> **The task**:
Your answer must be an exact copy of the data below.

> **Material to process**:

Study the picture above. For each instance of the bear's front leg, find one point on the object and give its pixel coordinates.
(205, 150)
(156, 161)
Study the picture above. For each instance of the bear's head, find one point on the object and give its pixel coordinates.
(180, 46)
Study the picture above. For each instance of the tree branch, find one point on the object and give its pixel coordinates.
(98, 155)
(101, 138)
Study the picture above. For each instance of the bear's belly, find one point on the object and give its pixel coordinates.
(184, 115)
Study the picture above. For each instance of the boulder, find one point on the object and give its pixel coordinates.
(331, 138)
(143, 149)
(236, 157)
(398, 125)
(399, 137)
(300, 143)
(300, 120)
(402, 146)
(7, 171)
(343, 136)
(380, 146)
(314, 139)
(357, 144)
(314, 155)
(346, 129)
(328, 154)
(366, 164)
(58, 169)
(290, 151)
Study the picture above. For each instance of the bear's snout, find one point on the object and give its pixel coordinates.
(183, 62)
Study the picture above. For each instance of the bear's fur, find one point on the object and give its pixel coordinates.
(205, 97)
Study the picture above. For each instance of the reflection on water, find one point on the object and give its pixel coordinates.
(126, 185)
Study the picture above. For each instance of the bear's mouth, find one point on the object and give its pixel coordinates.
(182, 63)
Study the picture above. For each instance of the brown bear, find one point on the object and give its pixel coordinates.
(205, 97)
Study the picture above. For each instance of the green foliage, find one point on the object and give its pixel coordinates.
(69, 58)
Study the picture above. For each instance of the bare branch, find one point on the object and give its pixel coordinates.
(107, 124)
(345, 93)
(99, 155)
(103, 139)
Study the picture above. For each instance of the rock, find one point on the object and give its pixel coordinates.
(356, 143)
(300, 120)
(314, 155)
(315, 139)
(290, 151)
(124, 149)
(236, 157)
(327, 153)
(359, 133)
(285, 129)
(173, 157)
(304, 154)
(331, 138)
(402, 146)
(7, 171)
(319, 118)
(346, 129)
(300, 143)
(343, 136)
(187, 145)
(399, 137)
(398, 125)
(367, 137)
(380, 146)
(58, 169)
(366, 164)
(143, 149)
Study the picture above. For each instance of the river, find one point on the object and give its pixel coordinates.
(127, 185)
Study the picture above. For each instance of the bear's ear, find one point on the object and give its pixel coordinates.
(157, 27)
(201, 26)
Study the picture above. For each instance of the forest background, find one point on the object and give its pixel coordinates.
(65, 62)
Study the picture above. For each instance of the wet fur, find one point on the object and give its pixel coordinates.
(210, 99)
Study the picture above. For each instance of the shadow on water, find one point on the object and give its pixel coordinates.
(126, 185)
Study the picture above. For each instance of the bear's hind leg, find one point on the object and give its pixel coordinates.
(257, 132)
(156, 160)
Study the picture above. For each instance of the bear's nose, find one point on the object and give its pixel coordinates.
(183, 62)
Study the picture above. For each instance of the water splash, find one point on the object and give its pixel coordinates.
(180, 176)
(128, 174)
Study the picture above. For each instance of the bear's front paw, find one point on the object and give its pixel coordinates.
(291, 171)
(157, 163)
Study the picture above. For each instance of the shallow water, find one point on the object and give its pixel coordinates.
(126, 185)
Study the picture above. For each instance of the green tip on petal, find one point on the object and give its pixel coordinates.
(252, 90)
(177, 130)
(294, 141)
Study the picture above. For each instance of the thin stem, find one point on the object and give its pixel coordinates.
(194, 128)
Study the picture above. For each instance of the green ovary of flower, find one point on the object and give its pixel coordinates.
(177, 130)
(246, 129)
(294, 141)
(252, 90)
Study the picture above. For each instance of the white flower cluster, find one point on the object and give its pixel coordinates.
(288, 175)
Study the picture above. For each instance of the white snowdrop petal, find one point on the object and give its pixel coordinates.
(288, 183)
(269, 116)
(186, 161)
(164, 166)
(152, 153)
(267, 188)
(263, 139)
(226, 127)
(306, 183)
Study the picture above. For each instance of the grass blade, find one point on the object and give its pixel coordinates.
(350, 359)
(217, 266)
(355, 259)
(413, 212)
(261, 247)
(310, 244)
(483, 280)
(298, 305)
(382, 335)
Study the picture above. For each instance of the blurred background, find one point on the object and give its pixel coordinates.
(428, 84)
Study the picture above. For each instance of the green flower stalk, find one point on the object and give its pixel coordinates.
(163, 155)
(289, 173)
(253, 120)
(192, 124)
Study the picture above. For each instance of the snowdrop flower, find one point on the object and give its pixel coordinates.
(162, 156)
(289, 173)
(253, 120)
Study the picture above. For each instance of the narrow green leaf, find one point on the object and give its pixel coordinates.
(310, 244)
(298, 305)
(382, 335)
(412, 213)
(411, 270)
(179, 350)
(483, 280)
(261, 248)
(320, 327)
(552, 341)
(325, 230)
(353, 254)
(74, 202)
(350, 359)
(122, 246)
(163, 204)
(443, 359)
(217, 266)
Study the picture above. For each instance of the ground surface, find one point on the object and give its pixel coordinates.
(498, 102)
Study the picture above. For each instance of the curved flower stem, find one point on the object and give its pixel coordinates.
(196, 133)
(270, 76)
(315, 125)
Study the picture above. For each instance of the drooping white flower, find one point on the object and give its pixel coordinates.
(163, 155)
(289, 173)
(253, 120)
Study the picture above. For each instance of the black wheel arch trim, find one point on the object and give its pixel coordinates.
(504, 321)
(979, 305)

> **Answer to this exercise**:
Study the picture above. For each instance of the bear's front leg, find one point on the object and give its pixel coordinates.
(205, 150)
(156, 161)
Study the picture above. For each instance of the bear's head, find one point on the object and give its pixel coordinates.
(180, 46)
Study the picture above. For each instance of the tree branch, find one point on the object and give its pixel coordinates.
(98, 155)
(101, 138)
Study the picture above. For each instance of the bear's belly, find one point on the object and give its pixel coordinates.
(184, 115)
Study the picture above. For each instance of the boulder, find one point on the object and give its pixel coordinates.
(331, 138)
(143, 149)
(236, 157)
(398, 125)
(399, 137)
(300, 143)
(300, 120)
(402, 146)
(7, 171)
(343, 136)
(380, 146)
(314, 139)
(357, 144)
(314, 155)
(346, 129)
(328, 154)
(366, 164)
(58, 169)
(290, 151)
Study the picture above. For each instance of the bear's snout, find one point on the object and give its pixel coordinates.
(183, 62)
Study the picture above. For each instance of the bear's fur, find one point on the object and give its pixel coordinates.
(205, 97)
Study the picture above. For each instance of the reflection on water, find one point on the object and give its pixel coordinates.
(126, 185)
Study the picture above. For each instance of the bear's mouth, find one point on the object and give its pixel coordinates.
(182, 63)
Study the picture above. For each instance of the brown bear, find one point on the object and give its pixel coordinates.
(205, 97)
Study the picture above. For each instance of the green foliage, find one point on the object and give its pixel coordinates.
(69, 58)
Study the picture above. For each instance of the bare branch, find one point on the object and give its pixel coordinates.
(107, 124)
(345, 93)
(99, 155)
(103, 139)
Study the picture above. For each instance of the rock, find one point on the object and give its pixel coordinates.
(356, 143)
(300, 120)
(314, 155)
(315, 139)
(290, 151)
(124, 149)
(236, 157)
(327, 153)
(359, 133)
(285, 129)
(173, 157)
(304, 154)
(331, 138)
(402, 146)
(7, 171)
(319, 118)
(346, 129)
(300, 143)
(343, 136)
(187, 145)
(399, 137)
(398, 125)
(367, 137)
(380, 146)
(58, 169)
(366, 164)
(143, 149)
Study the picture above. For each instance of the river, find one point on the object and give its pixel coordinates.
(127, 185)
Study the picture above. For each instance of the bear's ear, find one point on the object and give its pixel coordinates.
(157, 27)
(201, 26)
Study the picture above. For each instance of the forest background, find one point on the object and give its pixel coordinates.
(65, 62)
Study the picture above. For each instance of the wet fur, find one point on the object and give its pixel coordinates.
(210, 99)
Study the picture above. For each instance of the shadow on water, find one point on the object and give its pixel coordinates.
(126, 185)
Study the picture above. For each instance of the bear's hind leg, find one point on the object and give its pixel coordinates.
(257, 132)
(156, 160)
Study the picture above. For each instance of the bear's nose, find one point on the object and give its pixel coordinates.
(183, 62)
Study the picture above. For each instance of the water splash, find one point on the object and give its pixel coordinates.
(180, 176)
(128, 174)
Study the picture above. For each instance of the bear's front paw, find one point on the object and give its pixel coordinates.
(291, 171)
(157, 163)
Study the picture above. For each instance of the shallow water, find one point on the object and give its pixel coordinates.
(126, 185)
Study the picture above. For each instance of the green tip on petal, find one point on the object and give its pixel coordinates.
(252, 90)
(177, 130)
(294, 141)
Study the picture above. For each instance of the thin stem, find one point on the object and give its pixel coordinates.
(194, 128)
Study the picture above. For each instance of the green ovary of flower, find one point on the object and give its pixel coordinates.
(177, 130)
(246, 129)
(294, 141)
(252, 90)
Study the picture above. For each instance of the white flower cluster, find one point on the object and give its pixel coordinates.
(288, 175)
Study the picture above. For each instance of the white snowdrop petal, find one point on the object and give its pixel coordinates.
(288, 183)
(269, 116)
(186, 161)
(164, 166)
(152, 153)
(267, 188)
(263, 139)
(226, 127)
(306, 183)
Study the picture above. For each instance of the grass blade, find one point on the object and give its pixel coordinates.
(350, 359)
(217, 266)
(355, 259)
(413, 212)
(261, 247)
(310, 244)
(483, 280)
(298, 305)
(382, 335)
Study the picture above. For each instance of the blurred background, find one point on the object and give its pixel coordinates.
(428, 84)
Study the picture above. For each instance of the green flower stalk, find one point on the object and give its pixel coordinates.
(163, 155)
(289, 173)
(253, 120)
(192, 124)
Study the picture above. For each instance of the snowdrop flower, find one point on the object and give its pixel coordinates.
(162, 156)
(289, 173)
(253, 120)
Study the picture above. For each instance of the narrow green leaf, find one point on the object and give its pixel coordinates.
(310, 244)
(298, 305)
(382, 335)
(412, 213)
(411, 270)
(179, 350)
(483, 280)
(261, 248)
(320, 327)
(552, 341)
(325, 230)
(353, 254)
(74, 202)
(350, 359)
(122, 246)
(163, 204)
(443, 359)
(217, 266)
Study the picture above. For each instance of the ground surface, find one point on the object and give its pixel coordinates.
(498, 102)
Study the picture above. For each instance of the curved flower stem, find one point on the object and give its pixel coordinates.
(196, 133)
(270, 76)
(315, 125)
Study the picture above. For each instance of the drooping white flower, find one point on the object and give its pixel coordinates.
(163, 155)
(289, 173)
(253, 120)
Study the picture above. For each instance of the black wheel arch trim, find one point on the object and give its pixel coordinates.
(504, 321)
(979, 305)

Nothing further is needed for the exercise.